• _WORK REQUIRED_
Set out all the material below as a Markdown table with two columns, Row and Line. Number each line in order and skip any blank lines.

• _DATA IN THIS EXERCISE_

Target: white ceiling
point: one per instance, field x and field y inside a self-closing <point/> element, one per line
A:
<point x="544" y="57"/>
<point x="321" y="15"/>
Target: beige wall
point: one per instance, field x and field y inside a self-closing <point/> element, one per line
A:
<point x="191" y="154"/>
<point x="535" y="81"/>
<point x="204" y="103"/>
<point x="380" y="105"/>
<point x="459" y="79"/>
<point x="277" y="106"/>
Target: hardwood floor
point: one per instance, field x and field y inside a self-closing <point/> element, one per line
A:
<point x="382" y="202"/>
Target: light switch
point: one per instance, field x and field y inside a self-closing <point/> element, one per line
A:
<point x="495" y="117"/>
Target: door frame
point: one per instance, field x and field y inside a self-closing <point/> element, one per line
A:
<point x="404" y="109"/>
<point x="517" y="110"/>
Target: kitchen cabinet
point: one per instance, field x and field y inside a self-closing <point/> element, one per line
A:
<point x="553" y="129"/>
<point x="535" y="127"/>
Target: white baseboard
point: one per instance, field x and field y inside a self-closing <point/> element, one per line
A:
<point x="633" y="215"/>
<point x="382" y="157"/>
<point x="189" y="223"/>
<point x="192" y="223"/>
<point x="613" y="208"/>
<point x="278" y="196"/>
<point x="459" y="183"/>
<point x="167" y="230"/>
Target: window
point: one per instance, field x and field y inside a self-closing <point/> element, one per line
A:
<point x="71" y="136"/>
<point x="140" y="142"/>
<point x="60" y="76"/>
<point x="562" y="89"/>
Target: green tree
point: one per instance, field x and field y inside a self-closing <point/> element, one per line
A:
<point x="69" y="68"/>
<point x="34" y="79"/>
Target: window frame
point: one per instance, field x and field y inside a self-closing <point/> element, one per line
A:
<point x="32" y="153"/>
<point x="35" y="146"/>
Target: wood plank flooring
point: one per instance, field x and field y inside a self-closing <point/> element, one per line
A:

• _SOLUTION FOR THIS PROBLEM_
| Row | Line |
|---|---|
| 1 | Target: white ceiling |
| 2 | point: one per instance, field x and field y inside a self-closing <point/> element, one per line |
| 3 | A: |
| 4 | <point x="544" y="57"/> |
| 5 | <point x="321" y="15"/> |
| 6 | Target: beige wall |
| 7 | point: one per instance, field x and field y inside a self-closing <point/> element, one per line |
| 8 | A: |
| 9 | <point x="191" y="154"/> |
| 10 | <point x="535" y="81"/> |
| 11 | <point x="204" y="103"/> |
| 12 | <point x="380" y="105"/> |
| 13 | <point x="459" y="79"/> |
| 14 | <point x="277" y="106"/> |
| 15 | Target: hardwood floor |
| 16 | point: one per instance, field x and field y inside a self-closing <point/> element, one per line |
| 17 | A: |
| 18 | <point x="382" y="202"/> |
| 19 | Target: light switch |
| 20 | point: one per instance, field x and field y inside a self-closing <point/> element, one per line |
| 21 | A: |
| 22 | <point x="495" y="117"/> |
| 23 | Target: door frame |
| 24 | point: one per instance, field x and field y inside a self-closing <point/> element, one per line |
| 25 | A: |
| 26 | <point x="404" y="109"/> |
| 27 | <point x="517" y="110"/> |
| 28 | Target: kitchen cabinet |
| 29 | point: one per instance, field x and field y inside a self-closing <point/> element, one per line |
| 30 | A: |
| 31 | <point x="553" y="129"/> |
| 32 | <point x="535" y="127"/> |
| 33 | Target: white baseboard |
| 34 | point: one per instance, field x and field y inside a self-closing <point/> element, one per line |
| 35 | A: |
| 36 | <point x="633" y="215"/> |
| 37 | <point x="382" y="157"/> |
| 38 | <point x="189" y="223"/> |
| 39 | <point x="192" y="223"/> |
| 40 | <point x="613" y="208"/> |
| 41 | <point x="278" y="196"/> |
| 42 | <point x="459" y="183"/> |
| 43 | <point x="167" y="230"/> |
| 44 | Target: window |
| 45 | point: one per instance, field x and field y inside a self-closing <point/> element, one per line |
| 46 | A: |
| 47 | <point x="71" y="136"/> |
| 48 | <point x="140" y="142"/> |
| 49 | <point x="60" y="76"/> |
| 50 | <point x="562" y="89"/> |
| 51 | Target: green tree |
| 52 | point: one per instance, field x and field y inside a self-closing <point/> element, one per line |
| 53 | A: |
| 54 | <point x="69" y="68"/> |
| 55 | <point x="34" y="79"/> |
| 56 | Target: window frame |
| 57 | point: one per instance, field x and field y inside a self-closing <point/> element, one per line |
| 58 | A: |
| 59 | <point x="32" y="153"/> |
| 60 | <point x="35" y="146"/> |
| 61 | Target: wood plank flooring |
| 62 | point: one per instance, field x and field y inside a self-closing <point/> element, one per line |
| 63 | A: |